__Your task__:
Locate each line in the material that contains the word "corner", and copy every such line in full.

__Entries shown__:
+--

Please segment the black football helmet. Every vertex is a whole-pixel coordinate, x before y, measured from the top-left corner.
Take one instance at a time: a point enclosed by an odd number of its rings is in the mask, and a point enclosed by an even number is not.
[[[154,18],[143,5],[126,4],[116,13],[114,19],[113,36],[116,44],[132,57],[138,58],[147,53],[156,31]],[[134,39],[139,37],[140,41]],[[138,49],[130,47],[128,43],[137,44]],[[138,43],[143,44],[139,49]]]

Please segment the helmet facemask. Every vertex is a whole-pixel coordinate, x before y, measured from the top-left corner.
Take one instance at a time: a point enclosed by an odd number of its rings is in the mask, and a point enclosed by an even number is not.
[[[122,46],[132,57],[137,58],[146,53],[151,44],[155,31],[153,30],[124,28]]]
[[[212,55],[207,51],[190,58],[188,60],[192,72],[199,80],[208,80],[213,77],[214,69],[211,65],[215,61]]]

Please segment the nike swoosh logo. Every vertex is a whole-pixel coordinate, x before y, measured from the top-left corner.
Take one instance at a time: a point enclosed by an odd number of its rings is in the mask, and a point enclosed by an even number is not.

+--

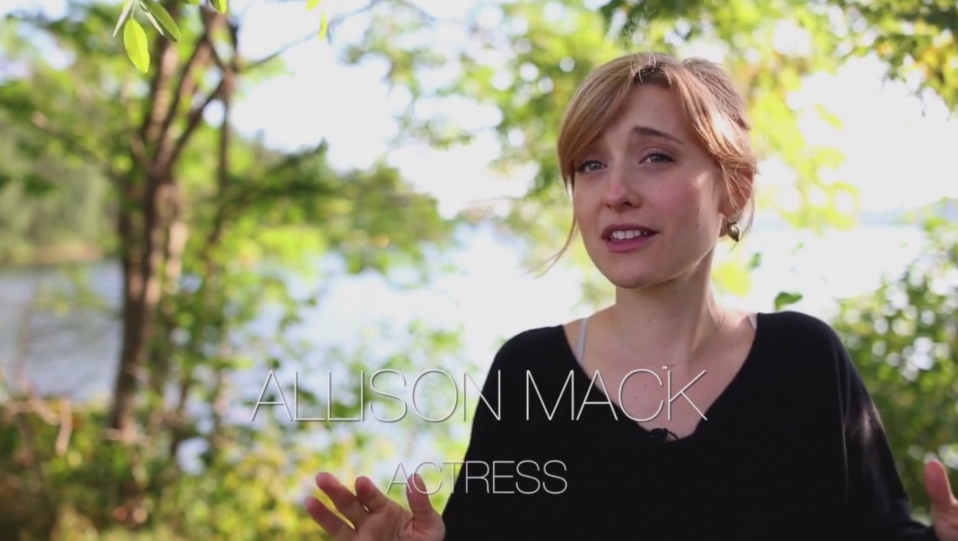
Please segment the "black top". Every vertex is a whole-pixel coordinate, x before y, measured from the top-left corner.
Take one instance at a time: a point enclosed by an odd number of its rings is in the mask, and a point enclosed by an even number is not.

+--

__Exercise response__:
Please segment the black football helmet. Every vertex is a whole-pixel coordinate, x before y, measured from the top-left corner.
Please segment the helmet facemask. Every vertex is a whole-pixel coordinate, x before y, measured from the top-left corner.
Please segment the nike swoosh logo. Every vertex is a whole-pixel coordinate, x before y, measured from the top-left corner.
Please segment the "black top". Every vertex is a whole-pixel coordinate, x before y, measured from the top-left corner.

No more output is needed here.